### Objective
Could you rewrite all the records below, substituting "point" for every "dot" and leaving everything else unchanged?

### Task input
* Begin *
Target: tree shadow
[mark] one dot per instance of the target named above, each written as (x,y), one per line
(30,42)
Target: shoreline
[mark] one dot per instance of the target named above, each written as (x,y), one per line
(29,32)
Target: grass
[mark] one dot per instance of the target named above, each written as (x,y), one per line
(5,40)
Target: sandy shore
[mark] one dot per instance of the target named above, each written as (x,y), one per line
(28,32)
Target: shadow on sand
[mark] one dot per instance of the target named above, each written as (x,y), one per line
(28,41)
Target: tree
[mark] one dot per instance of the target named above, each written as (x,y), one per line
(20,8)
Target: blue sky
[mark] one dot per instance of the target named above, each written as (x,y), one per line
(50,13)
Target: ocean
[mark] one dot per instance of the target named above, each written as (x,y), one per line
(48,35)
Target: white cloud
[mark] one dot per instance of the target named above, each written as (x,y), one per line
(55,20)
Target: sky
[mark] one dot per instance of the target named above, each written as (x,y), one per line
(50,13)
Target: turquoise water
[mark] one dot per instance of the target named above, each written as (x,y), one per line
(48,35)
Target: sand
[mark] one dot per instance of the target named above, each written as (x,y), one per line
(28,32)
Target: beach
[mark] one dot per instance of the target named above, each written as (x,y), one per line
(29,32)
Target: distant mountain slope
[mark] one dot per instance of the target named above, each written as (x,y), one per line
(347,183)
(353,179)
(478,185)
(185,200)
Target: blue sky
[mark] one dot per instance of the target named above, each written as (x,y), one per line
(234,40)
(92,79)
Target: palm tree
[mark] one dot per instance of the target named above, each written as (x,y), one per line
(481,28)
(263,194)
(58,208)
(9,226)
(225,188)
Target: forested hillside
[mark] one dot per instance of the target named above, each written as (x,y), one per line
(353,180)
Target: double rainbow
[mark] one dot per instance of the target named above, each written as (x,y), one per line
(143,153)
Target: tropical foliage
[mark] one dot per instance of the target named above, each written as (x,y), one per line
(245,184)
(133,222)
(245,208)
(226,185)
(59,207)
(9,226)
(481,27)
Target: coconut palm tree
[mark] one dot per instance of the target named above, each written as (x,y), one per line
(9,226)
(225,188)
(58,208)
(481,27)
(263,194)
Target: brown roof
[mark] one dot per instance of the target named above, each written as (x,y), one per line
* End *
### Completed task
Target: tree shadow
[mark] one point per instance of the target named above, each written as (x,y), one per line
(30,42)
Target: shoreline
[mark] one point per instance of the target named above, each written as (x,y), one per line
(29,32)
Target: grass
[mark] one point per instance of the target named above, each written as (x,y), one per line
(5,40)
Target: sandy shore
[mark] one point per instance of the target named above, each written as (x,y), one per line
(28,32)
Target: shadow on sand
[mark] one point per instance of the target named above, each written as (x,y), one per line
(28,41)
Target: tree
[mark] one point per instance of the target named above, each written as (x,y), one per line
(20,8)
Target: blue sky
[mark] one point per instance of the target named above, each written as (x,y), one per line
(50,13)
Target: ocean
[mark] one point per instance of the target named above, each written as (x,y), one per line
(48,35)
Target: white cloud
[mark] one point per instance of the target named above, each written as (x,y), one per line
(55,20)
Target: sky
[mark] one point per instance of the target named above, each written as (x,y), one per line
(50,13)
Target: turquoise water
[mark] one point per instance of the target named above, each written as (x,y), one per line
(48,35)
Target: sand
[mark] one point per instance of the target named above, each written as (x,y), one per line
(28,32)
Target: beach
[mark] one point per instance of the target named above, each written as (x,y), one per line
(29,32)
Target: distant mountain slope
[mark] one point per instance of the target named above, each written as (x,y), one per line
(347,183)
(353,179)
(478,185)
(185,200)
Target: blue sky
[mark] one point per instance of the target named above, each written as (x,y), one per line
(234,40)
(92,79)
Target: palm tree
[mark] one point per instance of the target named above, each written as (x,y), one per line
(481,28)
(263,194)
(58,208)
(9,226)
(225,188)
Target: forested hillside
[mark] one point per instance of the target named above, each written as (x,y), one per line
(353,180)
Target: double rainbow
[mark] one point per instance of the target named above, each written as (x,y), one per line
(143,153)
Target: tropical foliage
[mark] one point per instance of the target named above, each written as (x,y), one per line
(245,184)
(133,222)
(245,208)
(226,185)
(59,207)
(9,226)
(481,27)
Target: coconut palm tree
[mark] one point per instance of the target named above, each written as (x,y), one per line
(9,226)
(225,188)
(58,208)
(481,27)
(263,194)
Target: brown roof
[mark] one point per instance of the target named above, each written as (x,y), one per line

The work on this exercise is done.